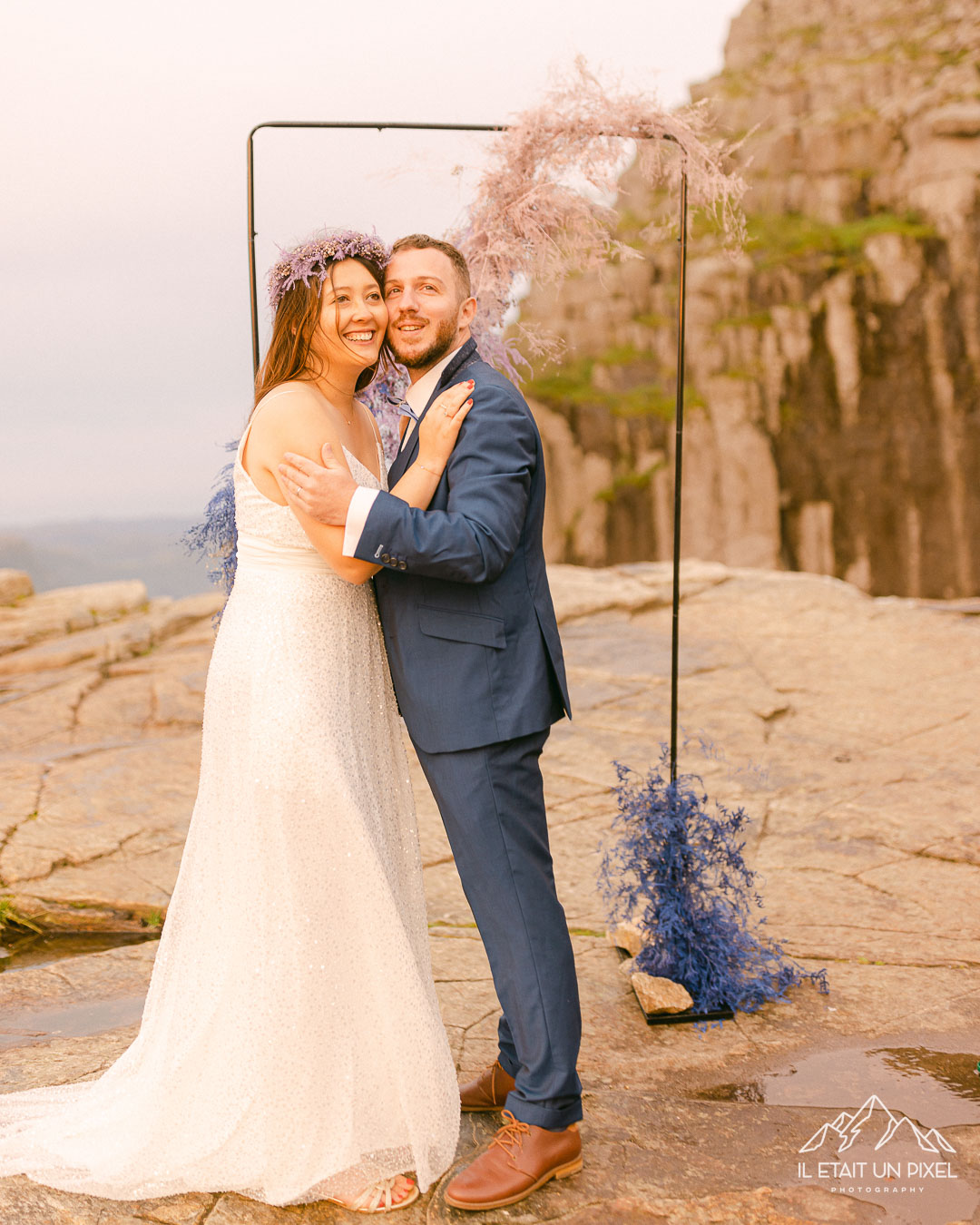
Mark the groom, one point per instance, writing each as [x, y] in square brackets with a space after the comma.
[478, 671]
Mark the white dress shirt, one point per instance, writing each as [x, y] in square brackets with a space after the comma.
[364, 499]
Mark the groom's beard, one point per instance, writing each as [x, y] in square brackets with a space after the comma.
[433, 353]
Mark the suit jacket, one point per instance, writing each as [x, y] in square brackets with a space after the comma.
[466, 609]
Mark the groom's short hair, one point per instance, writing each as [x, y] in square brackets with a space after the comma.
[424, 241]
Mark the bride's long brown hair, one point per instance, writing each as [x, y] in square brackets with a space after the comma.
[290, 354]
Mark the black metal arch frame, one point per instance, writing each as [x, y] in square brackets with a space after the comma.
[681, 321]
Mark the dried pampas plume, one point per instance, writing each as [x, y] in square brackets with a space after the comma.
[539, 209]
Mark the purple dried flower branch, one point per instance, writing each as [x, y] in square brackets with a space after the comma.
[538, 209]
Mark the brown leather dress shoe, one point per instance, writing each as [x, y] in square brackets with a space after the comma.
[520, 1159]
[487, 1092]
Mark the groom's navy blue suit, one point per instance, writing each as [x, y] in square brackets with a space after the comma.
[476, 665]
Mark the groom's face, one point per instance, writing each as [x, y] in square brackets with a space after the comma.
[426, 307]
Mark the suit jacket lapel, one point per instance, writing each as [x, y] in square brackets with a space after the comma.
[406, 456]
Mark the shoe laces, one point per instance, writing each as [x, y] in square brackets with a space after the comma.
[511, 1134]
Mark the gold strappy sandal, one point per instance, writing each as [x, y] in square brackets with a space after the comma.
[385, 1187]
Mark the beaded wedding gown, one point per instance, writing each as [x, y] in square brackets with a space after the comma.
[290, 1045]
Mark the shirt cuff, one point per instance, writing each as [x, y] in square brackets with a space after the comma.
[357, 516]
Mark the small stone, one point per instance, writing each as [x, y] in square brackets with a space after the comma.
[626, 935]
[659, 995]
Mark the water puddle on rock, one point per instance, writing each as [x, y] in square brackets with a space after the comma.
[936, 1084]
[879, 1120]
[34, 951]
[26, 1026]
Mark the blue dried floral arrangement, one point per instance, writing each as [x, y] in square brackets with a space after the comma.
[676, 870]
[214, 538]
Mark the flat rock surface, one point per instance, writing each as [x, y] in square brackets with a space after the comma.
[847, 727]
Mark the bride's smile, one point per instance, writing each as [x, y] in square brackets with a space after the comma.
[353, 318]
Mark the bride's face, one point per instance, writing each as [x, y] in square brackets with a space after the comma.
[353, 318]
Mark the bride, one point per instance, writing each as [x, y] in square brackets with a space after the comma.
[290, 1046]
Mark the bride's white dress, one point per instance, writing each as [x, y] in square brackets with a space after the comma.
[290, 1046]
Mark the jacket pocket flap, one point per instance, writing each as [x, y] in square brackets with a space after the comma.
[483, 631]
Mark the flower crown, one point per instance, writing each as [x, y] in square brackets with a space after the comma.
[314, 258]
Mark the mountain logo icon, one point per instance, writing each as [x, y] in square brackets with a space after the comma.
[875, 1120]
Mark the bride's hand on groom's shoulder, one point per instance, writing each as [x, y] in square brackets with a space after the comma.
[440, 426]
[322, 492]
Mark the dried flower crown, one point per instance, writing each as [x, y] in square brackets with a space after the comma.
[314, 258]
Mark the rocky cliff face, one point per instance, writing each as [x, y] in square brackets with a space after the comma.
[833, 369]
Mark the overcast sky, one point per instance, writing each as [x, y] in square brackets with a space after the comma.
[125, 314]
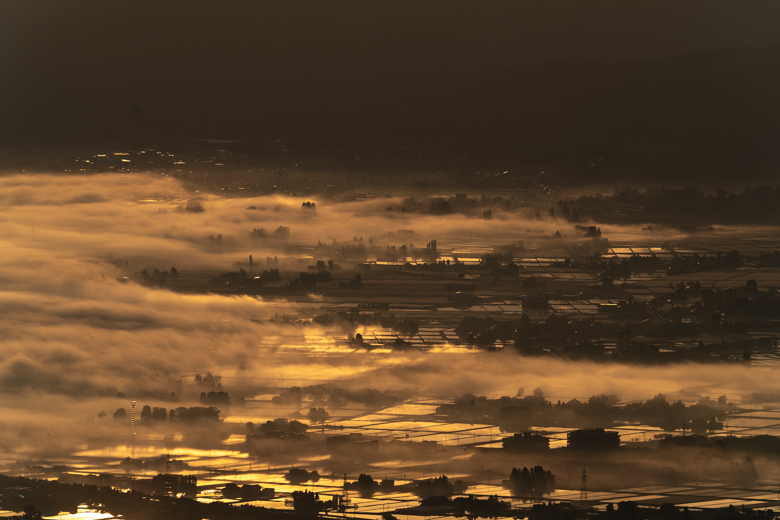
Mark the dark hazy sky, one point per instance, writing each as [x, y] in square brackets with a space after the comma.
[73, 60]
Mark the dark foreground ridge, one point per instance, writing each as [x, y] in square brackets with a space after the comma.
[38, 498]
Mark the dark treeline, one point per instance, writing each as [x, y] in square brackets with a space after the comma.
[519, 413]
[663, 205]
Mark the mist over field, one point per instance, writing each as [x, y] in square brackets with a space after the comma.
[74, 334]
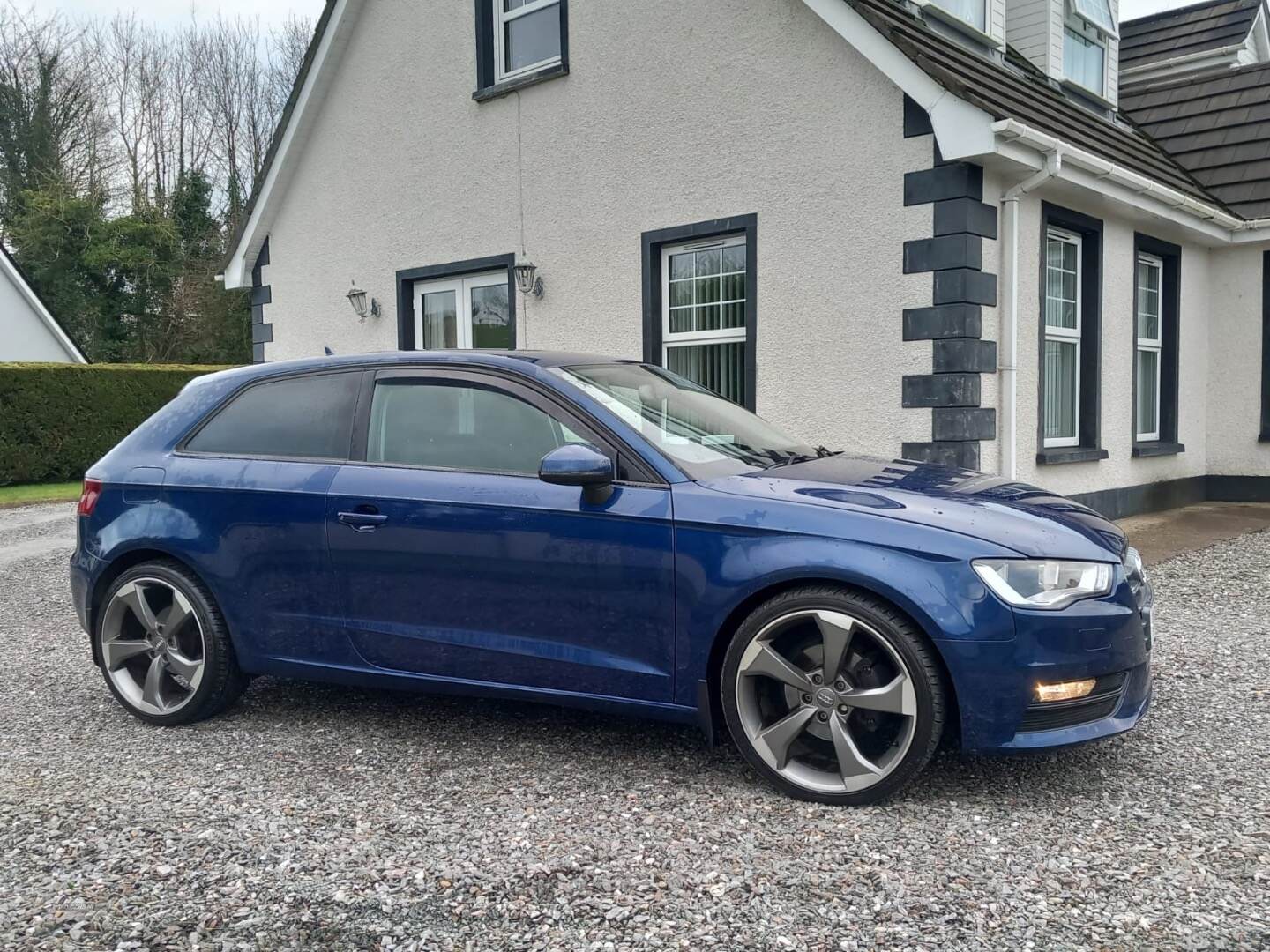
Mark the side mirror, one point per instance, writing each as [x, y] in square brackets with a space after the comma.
[579, 465]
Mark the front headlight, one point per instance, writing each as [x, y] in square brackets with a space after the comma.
[1042, 583]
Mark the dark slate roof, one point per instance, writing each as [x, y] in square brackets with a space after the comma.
[1191, 29]
[1019, 90]
[1218, 127]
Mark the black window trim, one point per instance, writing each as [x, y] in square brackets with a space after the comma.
[1169, 322]
[183, 450]
[1091, 337]
[407, 279]
[651, 258]
[487, 88]
[512, 385]
[1264, 435]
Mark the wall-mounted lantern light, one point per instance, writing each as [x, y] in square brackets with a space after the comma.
[526, 279]
[357, 299]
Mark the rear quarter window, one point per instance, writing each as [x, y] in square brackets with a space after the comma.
[303, 418]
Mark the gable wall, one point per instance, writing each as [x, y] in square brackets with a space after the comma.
[1117, 343]
[23, 335]
[669, 117]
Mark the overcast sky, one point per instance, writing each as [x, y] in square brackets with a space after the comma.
[176, 11]
[168, 11]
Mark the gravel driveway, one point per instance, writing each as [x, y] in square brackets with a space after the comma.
[326, 816]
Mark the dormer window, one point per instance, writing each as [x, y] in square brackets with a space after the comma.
[973, 11]
[1086, 29]
[1096, 13]
[1084, 58]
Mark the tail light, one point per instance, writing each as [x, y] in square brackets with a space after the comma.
[89, 496]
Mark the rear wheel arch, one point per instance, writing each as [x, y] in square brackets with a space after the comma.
[727, 631]
[120, 565]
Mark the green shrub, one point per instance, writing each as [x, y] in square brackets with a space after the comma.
[57, 419]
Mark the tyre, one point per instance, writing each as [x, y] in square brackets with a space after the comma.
[164, 646]
[832, 695]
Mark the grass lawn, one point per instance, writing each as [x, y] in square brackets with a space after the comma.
[40, 493]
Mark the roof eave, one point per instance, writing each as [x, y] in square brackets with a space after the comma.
[331, 34]
[40, 308]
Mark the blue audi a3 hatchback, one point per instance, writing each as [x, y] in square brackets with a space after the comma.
[605, 533]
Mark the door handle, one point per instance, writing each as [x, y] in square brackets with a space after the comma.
[362, 522]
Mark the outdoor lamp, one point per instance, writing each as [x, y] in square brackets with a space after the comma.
[526, 279]
[357, 299]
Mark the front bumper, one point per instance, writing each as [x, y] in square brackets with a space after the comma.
[1108, 639]
[84, 570]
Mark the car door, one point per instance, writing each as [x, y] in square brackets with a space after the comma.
[458, 562]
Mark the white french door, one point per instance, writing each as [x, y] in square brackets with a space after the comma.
[473, 311]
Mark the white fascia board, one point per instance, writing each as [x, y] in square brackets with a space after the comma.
[41, 311]
[238, 271]
[1087, 170]
[961, 130]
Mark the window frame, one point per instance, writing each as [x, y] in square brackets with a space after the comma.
[1090, 294]
[502, 18]
[1148, 344]
[1105, 29]
[672, 340]
[492, 80]
[1079, 28]
[624, 456]
[470, 268]
[1067, 335]
[461, 286]
[1165, 443]
[183, 449]
[654, 253]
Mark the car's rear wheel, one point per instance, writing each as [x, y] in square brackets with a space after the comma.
[164, 646]
[833, 695]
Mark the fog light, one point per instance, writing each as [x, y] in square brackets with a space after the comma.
[1064, 689]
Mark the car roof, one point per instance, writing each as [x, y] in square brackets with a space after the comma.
[519, 361]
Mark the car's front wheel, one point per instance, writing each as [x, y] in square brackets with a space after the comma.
[833, 695]
[164, 645]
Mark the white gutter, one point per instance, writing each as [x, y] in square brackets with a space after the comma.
[1012, 130]
[1165, 65]
[1007, 349]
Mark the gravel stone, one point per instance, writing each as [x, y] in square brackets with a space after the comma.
[323, 816]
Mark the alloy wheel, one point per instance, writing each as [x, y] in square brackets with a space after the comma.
[826, 701]
[153, 646]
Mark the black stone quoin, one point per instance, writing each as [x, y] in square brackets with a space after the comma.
[959, 291]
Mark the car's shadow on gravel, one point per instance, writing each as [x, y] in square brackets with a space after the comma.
[632, 750]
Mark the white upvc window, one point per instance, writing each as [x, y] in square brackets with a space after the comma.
[464, 312]
[527, 37]
[973, 11]
[1062, 360]
[704, 314]
[1097, 14]
[1085, 58]
[1149, 337]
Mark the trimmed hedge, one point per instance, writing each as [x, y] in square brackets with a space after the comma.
[57, 419]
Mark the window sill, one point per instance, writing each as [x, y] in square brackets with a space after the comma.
[1157, 447]
[957, 23]
[502, 89]
[1082, 90]
[1070, 455]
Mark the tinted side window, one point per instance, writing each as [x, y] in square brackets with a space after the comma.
[460, 427]
[302, 417]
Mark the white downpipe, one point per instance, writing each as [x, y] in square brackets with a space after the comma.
[1007, 351]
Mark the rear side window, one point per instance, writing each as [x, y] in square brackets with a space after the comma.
[300, 417]
[460, 427]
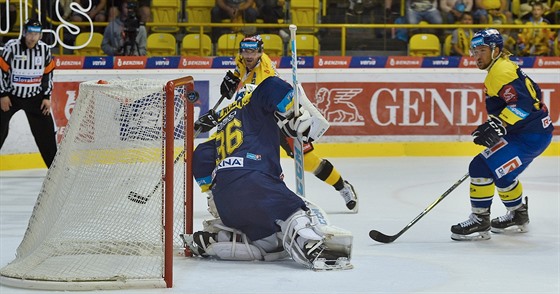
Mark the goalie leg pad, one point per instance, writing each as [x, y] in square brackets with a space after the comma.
[313, 242]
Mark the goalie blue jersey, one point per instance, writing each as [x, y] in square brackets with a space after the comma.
[247, 136]
[248, 187]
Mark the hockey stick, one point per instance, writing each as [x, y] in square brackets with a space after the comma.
[298, 142]
[135, 197]
[380, 237]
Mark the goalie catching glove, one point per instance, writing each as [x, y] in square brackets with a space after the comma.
[490, 132]
[229, 85]
[206, 122]
[292, 127]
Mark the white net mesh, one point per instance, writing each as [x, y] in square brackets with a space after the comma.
[99, 215]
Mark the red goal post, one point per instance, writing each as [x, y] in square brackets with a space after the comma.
[118, 194]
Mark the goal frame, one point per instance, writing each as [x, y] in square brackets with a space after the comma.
[169, 232]
[168, 176]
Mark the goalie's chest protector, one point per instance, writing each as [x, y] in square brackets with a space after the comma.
[247, 134]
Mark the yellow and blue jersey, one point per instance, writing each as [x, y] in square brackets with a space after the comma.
[516, 99]
[262, 70]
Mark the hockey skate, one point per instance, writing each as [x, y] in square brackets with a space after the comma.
[322, 258]
[474, 229]
[198, 242]
[515, 221]
[350, 196]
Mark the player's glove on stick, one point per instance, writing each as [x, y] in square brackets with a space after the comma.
[490, 132]
[291, 127]
[206, 122]
[229, 85]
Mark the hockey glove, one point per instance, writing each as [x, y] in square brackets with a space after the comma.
[206, 122]
[292, 127]
[490, 132]
[229, 85]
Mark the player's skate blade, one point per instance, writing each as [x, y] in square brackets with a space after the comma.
[322, 264]
[380, 237]
[511, 230]
[477, 236]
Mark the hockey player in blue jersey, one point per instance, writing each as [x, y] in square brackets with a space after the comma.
[518, 130]
[260, 218]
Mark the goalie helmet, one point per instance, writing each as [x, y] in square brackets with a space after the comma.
[32, 25]
[489, 37]
[245, 91]
[251, 42]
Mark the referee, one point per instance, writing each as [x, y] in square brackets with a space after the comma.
[27, 71]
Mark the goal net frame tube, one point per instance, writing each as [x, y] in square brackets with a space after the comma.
[168, 176]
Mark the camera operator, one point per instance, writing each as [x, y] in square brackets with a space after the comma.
[125, 35]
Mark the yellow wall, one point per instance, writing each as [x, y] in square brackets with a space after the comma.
[34, 160]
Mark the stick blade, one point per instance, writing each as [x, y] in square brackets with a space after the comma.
[380, 237]
[135, 197]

━━━━

INSTRUCTIONS TO FOLLOW
What are the lines from the one with "Mark the referee, one" through the last line of the records above? Quote them exactly and add nothing.

OUTPUT OF THE TASK
Mark the referee, one point per instance, writing each as [x, y] in square brackets with a space after the comma.
[27, 71]
Mark the goal net frame tube, one point per instance, writing each as [x, y] in square brackets with a space after the comma.
[168, 176]
Mark the camera operator, one point per instance, writing each as [x, y] in square brackets with a space after the comma.
[125, 35]
Mark the yellow wall, one point per instance, writing each as [x, y] in square brackets with a space after the comma.
[34, 160]
Mark the stick blade, one point per instance, writing each as [x, y] in square brackets with a space after the comma.
[380, 237]
[135, 197]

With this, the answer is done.